▸ WORK TO BE COMPLETED
Within the entries below, the lines from the one with "Reviewer note: verify that each instance of the white sneaker" through the one with "Reviewer note: verify that each instance of the navy" are to be set down exactly, both ends kept.

[[ RECORD SET, beginning ]]

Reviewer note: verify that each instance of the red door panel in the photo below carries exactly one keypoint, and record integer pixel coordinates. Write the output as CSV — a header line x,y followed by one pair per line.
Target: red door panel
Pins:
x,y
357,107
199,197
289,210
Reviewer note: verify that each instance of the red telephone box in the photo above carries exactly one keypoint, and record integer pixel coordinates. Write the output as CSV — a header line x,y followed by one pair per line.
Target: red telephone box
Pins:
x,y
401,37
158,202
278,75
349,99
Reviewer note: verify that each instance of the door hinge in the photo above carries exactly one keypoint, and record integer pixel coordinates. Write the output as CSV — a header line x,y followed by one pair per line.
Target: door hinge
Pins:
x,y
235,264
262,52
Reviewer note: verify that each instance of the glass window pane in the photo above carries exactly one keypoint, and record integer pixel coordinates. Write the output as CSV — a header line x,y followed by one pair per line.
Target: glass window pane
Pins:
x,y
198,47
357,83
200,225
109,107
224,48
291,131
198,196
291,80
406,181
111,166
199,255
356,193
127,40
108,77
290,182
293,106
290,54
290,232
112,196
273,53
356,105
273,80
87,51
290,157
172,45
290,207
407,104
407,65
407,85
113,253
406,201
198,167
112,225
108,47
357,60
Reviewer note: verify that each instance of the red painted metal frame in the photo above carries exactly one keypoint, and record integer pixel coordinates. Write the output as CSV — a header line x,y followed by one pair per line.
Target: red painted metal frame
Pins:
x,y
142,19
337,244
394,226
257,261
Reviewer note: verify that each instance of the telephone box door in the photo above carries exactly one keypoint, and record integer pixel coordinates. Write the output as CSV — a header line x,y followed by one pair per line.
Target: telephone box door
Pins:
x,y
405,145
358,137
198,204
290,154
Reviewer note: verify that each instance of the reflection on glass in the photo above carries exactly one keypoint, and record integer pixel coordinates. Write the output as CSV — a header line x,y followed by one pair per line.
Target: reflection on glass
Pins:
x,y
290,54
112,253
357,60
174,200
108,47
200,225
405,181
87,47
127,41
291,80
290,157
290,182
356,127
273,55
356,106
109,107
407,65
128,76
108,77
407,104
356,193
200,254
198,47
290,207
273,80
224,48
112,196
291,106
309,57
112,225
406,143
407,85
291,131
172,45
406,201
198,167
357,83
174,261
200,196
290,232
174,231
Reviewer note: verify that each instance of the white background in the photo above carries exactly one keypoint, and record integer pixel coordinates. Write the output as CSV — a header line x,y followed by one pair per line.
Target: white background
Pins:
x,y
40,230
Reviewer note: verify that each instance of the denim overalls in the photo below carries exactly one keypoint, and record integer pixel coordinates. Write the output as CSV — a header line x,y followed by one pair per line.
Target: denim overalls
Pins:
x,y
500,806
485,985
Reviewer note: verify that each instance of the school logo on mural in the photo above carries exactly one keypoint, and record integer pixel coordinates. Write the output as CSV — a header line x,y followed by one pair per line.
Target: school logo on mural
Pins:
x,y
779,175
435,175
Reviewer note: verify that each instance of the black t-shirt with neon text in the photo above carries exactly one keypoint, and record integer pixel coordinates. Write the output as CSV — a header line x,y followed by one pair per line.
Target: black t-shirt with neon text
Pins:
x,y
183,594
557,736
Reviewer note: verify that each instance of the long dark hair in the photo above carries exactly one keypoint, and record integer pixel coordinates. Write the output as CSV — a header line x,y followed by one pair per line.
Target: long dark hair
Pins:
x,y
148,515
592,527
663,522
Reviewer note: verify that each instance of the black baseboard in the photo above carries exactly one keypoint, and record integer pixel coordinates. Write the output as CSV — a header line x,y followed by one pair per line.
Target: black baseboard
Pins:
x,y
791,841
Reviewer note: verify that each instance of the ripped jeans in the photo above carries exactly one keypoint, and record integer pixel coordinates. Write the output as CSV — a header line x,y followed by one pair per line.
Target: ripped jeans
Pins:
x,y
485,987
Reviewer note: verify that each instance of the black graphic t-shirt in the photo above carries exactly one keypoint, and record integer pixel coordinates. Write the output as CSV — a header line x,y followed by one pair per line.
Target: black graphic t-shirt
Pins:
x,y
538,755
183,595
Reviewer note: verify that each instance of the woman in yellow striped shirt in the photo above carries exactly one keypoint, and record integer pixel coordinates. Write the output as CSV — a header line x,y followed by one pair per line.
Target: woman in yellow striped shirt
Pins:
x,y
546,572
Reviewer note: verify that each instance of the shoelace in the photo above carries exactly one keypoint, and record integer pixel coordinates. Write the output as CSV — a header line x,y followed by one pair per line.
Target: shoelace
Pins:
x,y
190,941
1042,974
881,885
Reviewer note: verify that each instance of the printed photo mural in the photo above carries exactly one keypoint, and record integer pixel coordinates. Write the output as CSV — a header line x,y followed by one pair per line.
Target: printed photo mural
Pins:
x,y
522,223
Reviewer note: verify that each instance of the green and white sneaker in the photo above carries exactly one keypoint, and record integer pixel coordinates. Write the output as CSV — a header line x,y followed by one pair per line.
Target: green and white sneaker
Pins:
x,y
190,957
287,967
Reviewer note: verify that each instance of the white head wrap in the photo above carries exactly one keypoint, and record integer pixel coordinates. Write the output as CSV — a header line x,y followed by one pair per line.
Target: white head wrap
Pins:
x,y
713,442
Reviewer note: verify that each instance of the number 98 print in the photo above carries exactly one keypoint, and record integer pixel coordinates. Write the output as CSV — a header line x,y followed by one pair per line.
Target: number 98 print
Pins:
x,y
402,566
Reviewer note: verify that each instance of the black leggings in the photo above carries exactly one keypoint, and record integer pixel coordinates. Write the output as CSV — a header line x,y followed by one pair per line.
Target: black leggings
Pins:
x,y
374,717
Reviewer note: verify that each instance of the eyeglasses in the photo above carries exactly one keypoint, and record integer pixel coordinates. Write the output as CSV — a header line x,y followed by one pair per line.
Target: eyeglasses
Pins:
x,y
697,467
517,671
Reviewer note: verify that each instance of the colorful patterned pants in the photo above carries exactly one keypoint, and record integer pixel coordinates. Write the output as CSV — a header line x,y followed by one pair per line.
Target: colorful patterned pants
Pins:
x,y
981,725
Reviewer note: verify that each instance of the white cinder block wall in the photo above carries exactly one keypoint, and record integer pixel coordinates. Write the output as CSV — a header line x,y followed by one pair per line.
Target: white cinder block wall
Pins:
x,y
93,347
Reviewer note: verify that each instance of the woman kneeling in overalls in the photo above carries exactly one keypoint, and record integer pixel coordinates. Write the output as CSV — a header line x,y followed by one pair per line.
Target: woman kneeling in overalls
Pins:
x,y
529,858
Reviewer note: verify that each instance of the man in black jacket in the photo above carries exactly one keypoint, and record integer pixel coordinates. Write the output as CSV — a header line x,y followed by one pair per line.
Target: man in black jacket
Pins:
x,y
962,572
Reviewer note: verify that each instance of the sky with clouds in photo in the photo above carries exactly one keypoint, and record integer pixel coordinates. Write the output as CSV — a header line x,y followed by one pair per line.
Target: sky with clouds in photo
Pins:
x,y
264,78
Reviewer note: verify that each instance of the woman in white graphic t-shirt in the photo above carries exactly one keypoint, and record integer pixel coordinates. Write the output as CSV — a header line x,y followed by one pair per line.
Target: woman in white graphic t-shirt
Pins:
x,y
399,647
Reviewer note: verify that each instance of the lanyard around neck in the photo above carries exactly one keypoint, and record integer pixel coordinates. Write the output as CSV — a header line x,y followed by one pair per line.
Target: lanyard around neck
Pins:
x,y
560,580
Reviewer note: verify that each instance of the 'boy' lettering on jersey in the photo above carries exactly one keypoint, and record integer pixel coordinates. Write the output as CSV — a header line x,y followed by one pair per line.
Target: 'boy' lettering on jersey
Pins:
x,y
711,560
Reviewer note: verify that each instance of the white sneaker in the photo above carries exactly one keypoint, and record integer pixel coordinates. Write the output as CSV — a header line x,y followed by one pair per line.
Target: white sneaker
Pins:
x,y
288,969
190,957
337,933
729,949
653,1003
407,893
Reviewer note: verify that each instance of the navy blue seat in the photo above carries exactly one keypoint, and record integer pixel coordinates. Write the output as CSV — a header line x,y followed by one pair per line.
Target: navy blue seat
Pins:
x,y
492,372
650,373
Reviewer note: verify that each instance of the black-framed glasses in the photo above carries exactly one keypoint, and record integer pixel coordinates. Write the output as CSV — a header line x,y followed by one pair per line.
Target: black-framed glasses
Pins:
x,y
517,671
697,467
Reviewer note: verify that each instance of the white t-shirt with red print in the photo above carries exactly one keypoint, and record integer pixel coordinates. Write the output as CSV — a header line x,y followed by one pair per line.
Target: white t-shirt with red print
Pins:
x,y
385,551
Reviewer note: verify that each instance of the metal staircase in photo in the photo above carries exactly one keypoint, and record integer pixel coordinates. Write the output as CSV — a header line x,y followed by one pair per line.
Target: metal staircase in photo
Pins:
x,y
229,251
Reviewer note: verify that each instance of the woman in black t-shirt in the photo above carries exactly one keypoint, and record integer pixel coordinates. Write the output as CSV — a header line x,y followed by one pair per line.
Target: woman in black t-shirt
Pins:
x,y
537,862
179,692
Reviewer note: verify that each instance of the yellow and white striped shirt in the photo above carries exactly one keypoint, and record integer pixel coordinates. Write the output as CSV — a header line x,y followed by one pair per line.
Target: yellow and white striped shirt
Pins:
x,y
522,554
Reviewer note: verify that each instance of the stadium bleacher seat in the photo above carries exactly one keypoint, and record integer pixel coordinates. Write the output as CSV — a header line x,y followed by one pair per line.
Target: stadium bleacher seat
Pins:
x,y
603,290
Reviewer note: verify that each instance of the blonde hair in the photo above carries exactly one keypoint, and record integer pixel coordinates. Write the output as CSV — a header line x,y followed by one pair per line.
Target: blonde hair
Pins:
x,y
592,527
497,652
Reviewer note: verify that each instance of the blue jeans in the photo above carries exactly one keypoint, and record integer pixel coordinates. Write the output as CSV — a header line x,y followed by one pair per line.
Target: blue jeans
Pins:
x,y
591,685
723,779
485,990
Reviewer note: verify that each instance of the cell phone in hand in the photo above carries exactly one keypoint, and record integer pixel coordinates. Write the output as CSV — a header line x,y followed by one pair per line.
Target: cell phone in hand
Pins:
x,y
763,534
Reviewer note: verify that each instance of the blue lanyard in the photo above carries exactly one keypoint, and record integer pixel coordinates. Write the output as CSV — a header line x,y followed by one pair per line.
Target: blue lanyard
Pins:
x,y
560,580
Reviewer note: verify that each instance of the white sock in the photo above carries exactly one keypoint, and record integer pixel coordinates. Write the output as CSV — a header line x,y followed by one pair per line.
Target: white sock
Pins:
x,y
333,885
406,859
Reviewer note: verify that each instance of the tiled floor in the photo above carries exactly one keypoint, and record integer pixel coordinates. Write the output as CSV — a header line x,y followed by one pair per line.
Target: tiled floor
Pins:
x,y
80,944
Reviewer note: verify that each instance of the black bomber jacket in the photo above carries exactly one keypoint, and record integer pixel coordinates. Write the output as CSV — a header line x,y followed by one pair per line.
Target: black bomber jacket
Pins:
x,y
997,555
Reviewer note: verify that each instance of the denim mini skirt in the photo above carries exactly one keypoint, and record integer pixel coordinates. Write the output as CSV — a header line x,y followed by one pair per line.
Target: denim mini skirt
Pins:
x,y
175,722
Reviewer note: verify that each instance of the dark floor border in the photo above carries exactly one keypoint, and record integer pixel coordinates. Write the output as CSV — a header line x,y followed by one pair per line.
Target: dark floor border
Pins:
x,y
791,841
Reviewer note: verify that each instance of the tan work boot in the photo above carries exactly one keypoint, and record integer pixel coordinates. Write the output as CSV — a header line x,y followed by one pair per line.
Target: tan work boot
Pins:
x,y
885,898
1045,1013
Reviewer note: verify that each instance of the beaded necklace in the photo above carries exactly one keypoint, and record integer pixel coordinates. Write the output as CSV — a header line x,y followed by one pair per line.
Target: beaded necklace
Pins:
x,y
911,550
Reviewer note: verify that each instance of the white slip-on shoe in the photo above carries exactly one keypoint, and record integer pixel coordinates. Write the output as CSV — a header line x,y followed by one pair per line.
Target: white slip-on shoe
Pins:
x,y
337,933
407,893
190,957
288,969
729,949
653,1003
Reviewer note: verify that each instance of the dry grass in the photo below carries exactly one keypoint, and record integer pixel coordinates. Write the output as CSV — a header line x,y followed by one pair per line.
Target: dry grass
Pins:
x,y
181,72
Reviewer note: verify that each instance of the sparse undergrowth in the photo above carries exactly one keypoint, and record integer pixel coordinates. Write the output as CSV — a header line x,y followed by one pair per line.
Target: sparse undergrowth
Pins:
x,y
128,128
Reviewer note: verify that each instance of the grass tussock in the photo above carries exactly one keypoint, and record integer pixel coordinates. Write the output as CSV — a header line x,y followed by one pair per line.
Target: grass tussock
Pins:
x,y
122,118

[[ RECORD SET, end ]]

▸ THE COMPLETED TASK
Reviewer note: verify that each instance of the white sneaker in the photo above carries exactly one keypoint, and record integer pixel coordinates. Write the output as CSV — a header line x,y followed by one pair per line.
Target: white sneaker
Pins:
x,y
288,969
190,957
337,933
729,949
653,1003
407,893
Reviewer note: verify that each instance of the navy blue seat in the photo above carries exactly one keypoint, and record integer pixel coordinates. Write the output as CSV — a header line x,y followed by one pair per line.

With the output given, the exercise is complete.